* _Objective_: Lay out every line of the material below as a Markdown table with the columns Row and Line, numbering each row and skipping blank lines. Leave the pictures out.
BEGIN Material for the task
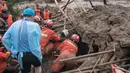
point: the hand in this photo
(66, 32)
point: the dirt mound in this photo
(105, 24)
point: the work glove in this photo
(66, 32)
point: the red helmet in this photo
(49, 23)
(37, 18)
(75, 37)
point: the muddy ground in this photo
(102, 28)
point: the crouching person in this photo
(23, 40)
(68, 48)
(3, 60)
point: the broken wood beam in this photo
(109, 68)
(88, 55)
(99, 65)
(66, 5)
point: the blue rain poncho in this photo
(23, 36)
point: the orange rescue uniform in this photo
(67, 49)
(47, 35)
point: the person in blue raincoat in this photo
(23, 40)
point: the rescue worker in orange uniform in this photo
(3, 58)
(46, 14)
(47, 35)
(68, 48)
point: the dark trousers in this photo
(28, 60)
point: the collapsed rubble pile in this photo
(103, 28)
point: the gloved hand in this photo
(66, 32)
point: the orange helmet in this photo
(75, 37)
(49, 23)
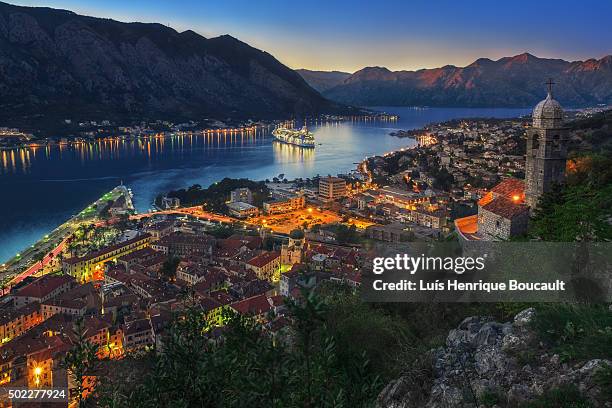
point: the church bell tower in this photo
(546, 149)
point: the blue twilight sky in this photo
(399, 34)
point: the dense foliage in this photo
(582, 209)
(218, 193)
(306, 368)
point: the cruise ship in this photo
(302, 137)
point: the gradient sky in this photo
(410, 34)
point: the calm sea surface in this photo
(41, 188)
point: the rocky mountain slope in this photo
(485, 364)
(509, 82)
(55, 64)
(323, 80)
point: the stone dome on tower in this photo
(548, 114)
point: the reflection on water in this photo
(19, 161)
(46, 185)
(287, 153)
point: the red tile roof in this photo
(107, 250)
(44, 286)
(509, 187)
(505, 208)
(264, 259)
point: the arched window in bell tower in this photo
(535, 141)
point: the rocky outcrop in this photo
(59, 65)
(516, 81)
(483, 358)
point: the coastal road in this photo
(37, 266)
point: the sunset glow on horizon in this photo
(347, 36)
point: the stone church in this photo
(504, 211)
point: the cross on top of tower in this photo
(549, 84)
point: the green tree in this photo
(80, 361)
(169, 267)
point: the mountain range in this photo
(55, 64)
(516, 81)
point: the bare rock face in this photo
(61, 65)
(482, 356)
(510, 81)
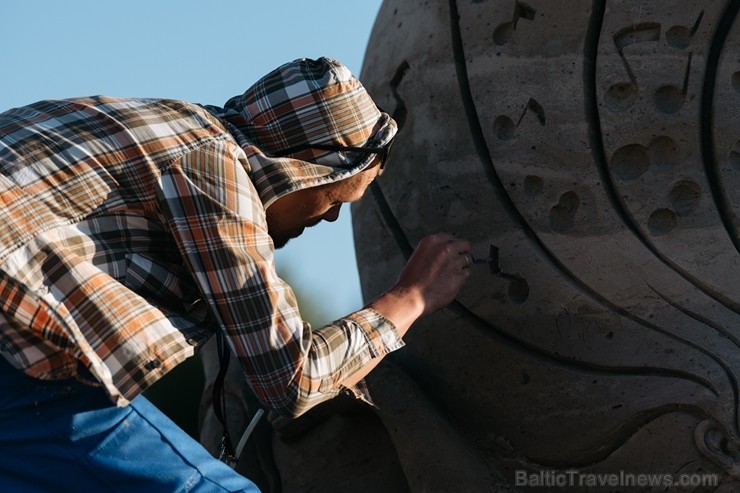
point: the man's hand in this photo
(433, 276)
(436, 271)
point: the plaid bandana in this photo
(305, 101)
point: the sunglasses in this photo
(383, 152)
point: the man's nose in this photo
(332, 214)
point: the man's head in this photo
(288, 216)
(313, 137)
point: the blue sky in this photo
(198, 51)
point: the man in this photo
(132, 230)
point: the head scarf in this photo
(305, 101)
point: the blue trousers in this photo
(65, 436)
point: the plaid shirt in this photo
(130, 231)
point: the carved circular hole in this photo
(630, 162)
(621, 96)
(678, 37)
(662, 221)
(668, 99)
(518, 290)
(563, 214)
(503, 33)
(504, 128)
(663, 152)
(533, 185)
(685, 197)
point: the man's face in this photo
(289, 215)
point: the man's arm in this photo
(433, 276)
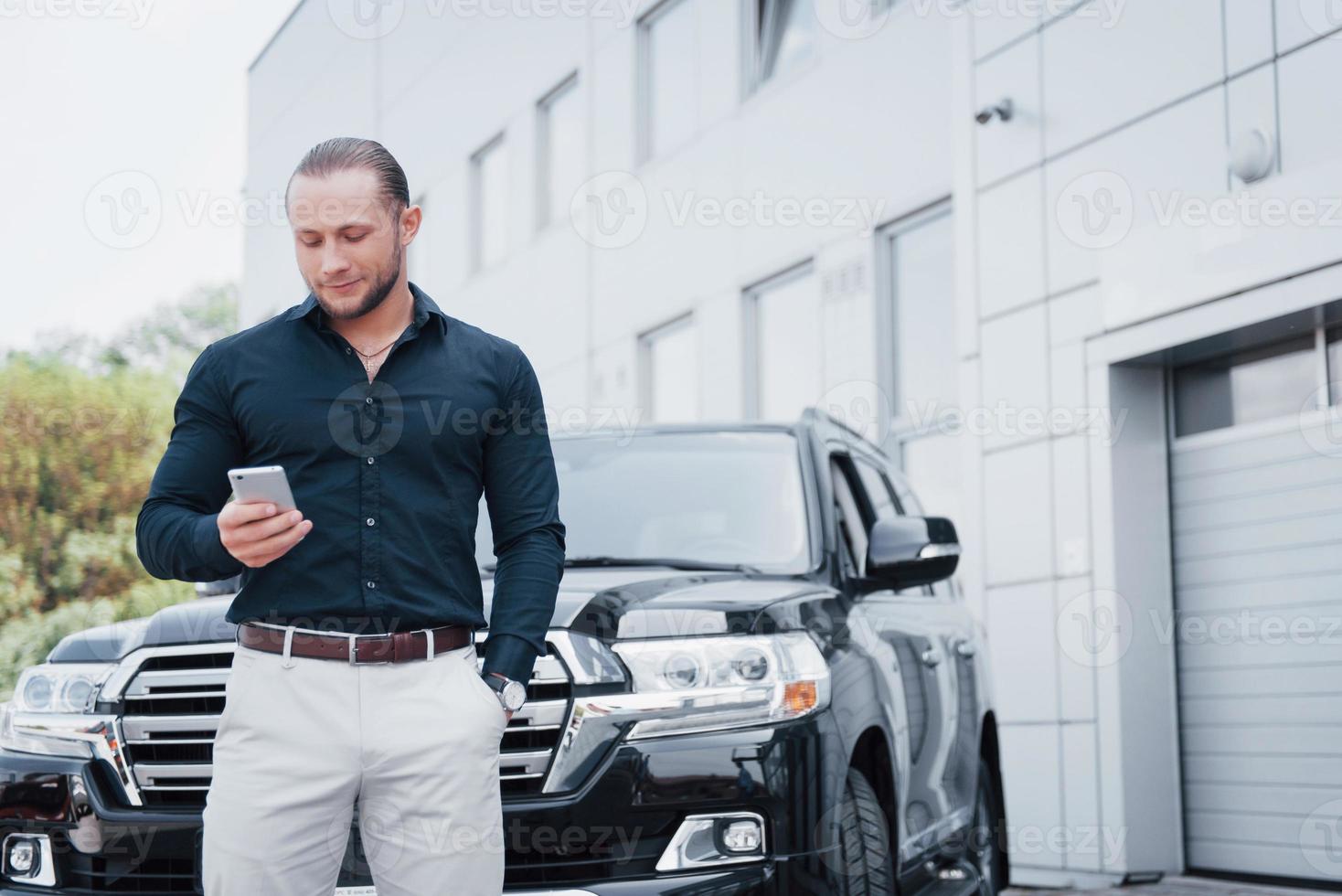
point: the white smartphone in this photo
(255, 485)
END Material for the task
* _Solution to this problem_:
| Row | Line |
|---|---|
| 1 | point: the hand in this photo |
| 2 | (66, 32) |
| 3 | point: the dirt mound in this photo |
| 4 | (105, 24) |
| 5 | point: the work glove in this photo |
| 6 | (66, 32) |
| 7 | point: the red helmet in this photo |
| 8 | (49, 23) |
| 9 | (37, 18) |
| 10 | (75, 37) |
| 11 | point: the muddy ground in this photo |
| 12 | (102, 28) |
| 13 | point: the crouching person in this photo |
| 14 | (23, 40) |
| 15 | (68, 48) |
| 16 | (3, 60) |
| 17 | point: the broken wood beam in this photo |
| 18 | (109, 68) |
| 19 | (88, 55) |
| 20 | (99, 65) |
| 21 | (66, 5) |
| 22 | point: the blue rain poncho in this photo |
| 23 | (23, 36) |
| 24 | point: the orange rescue uniform in this photo |
| 25 | (67, 49) |
| 26 | (47, 35) |
| 27 | point: the person in blue raincoat in this photo |
| 28 | (23, 40) |
| 29 | point: the rescue worker in orange uniform in this photo |
| 30 | (3, 58) |
| 31 | (46, 14) |
| 32 | (47, 35) |
| 33 | (68, 48) |
| 34 | point: the dark trousers in this photo |
| 35 | (28, 60) |
| 36 | point: the collapsed rubble pile in this photo |
| 37 | (103, 28) |
| 38 | point: the gloved hand in this photo |
| 39 | (66, 32) |
| 40 | point: the orange helmet in this photo |
| 41 | (75, 37) |
| 42 | (49, 23) |
| 43 | point: the church bell tower in this photo |
| 44 | (546, 149) |
| 45 | point: the blue twilight sky in this photo |
| 46 | (399, 34) |
| 47 | point: the dense foliage in this photo |
| 48 | (582, 209) |
| 49 | (218, 193) |
| 50 | (306, 368) |
| 51 | point: the cruise ship in this photo |
| 52 | (302, 137) |
| 53 | point: the gradient sky in this photo |
| 54 | (410, 34) |
| 55 | point: the calm sea surface in this photo |
| 56 | (41, 188) |
| 57 | point: the rocky mountain slope in this photo |
| 58 | (485, 364) |
| 59 | (509, 82) |
| 60 | (55, 64) |
| 61 | (323, 80) |
| 62 | point: the stone dome on tower in this photo |
| 63 | (548, 114) |
| 64 | point: the reflection on water in this photo |
| 65 | (19, 161) |
| 66 | (46, 185) |
| 67 | (287, 153) |
| 68 | point: the red tile roof in this photo |
| 69 | (107, 250) |
| 70 | (44, 286) |
| 71 | (509, 187) |
| 72 | (505, 208) |
| 73 | (264, 259) |
| 74 | point: the arched window in bell tower in this photo |
| 75 | (535, 141) |
| 76 | point: the rocky outcrop in this photo |
| 77 | (59, 65) |
| 78 | (516, 81) |
| 79 | (483, 358) |
| 80 | point: the coastal road in this photo |
| 81 | (37, 266) |
| 82 | point: the sunset glow on horizon in this photo |
| 83 | (347, 36) |
| 84 | point: the stone church in this photo |
| 85 | (504, 211) |
| 86 | point: the cross on top of tower in this photo |
| 87 | (549, 84) |
| 88 | point: the green tree in this photo |
| 89 | (80, 361) |
| 90 | (169, 267) |
| 91 | point: the mountain range in this photo |
| 92 | (55, 64) |
| 93 | (516, 81) |
| 94 | point: the bare rock face in this photo |
| 95 | (61, 65) |
| 96 | (482, 356) |
| 97 | (510, 81) |
| 98 | point: the man's hand in this photo |
| 99 | (433, 276) |
| 100 | (436, 271) |
| 101 | point: the plaid bandana in this photo |
| 102 | (305, 101) |
| 103 | point: the sunglasses in this photo |
| 104 | (383, 152) |
| 105 | point: the man's nose in this photo |
| 106 | (332, 214) |
| 107 | point: the man's head in this photo |
| 108 | (288, 216) |
| 109 | (313, 137) |
| 110 | point: the blue sky in this photo |
| 111 | (198, 51) |
| 112 | point: the man in this photo |
| 113 | (132, 230) |
| 114 | point: the head scarf in this photo |
| 115 | (305, 101) |
| 116 | point: the blue trousers in this photo |
| 117 | (65, 436) |
| 118 | point: the plaid shirt in this photo |
| 119 | (130, 231) |
| 120 | point: the carved circular hole in this photo |
| 121 | (630, 162) |
| 122 | (621, 96) |
| 123 | (678, 37) |
| 124 | (662, 221) |
| 125 | (668, 99) |
| 126 | (518, 290) |
| 127 | (563, 214) |
| 128 | (503, 33) |
| 129 | (504, 128) |
| 130 | (663, 152) |
| 131 | (533, 185) |
| 132 | (685, 197) |
| 133 | point: the man's face in this photo |
| 134 | (289, 215) |
| 135 | point: the man's arm in this photo |
| 136 | (433, 276) |
| 137 | point: the white smartphone in this photo |
| 138 | (255, 485) |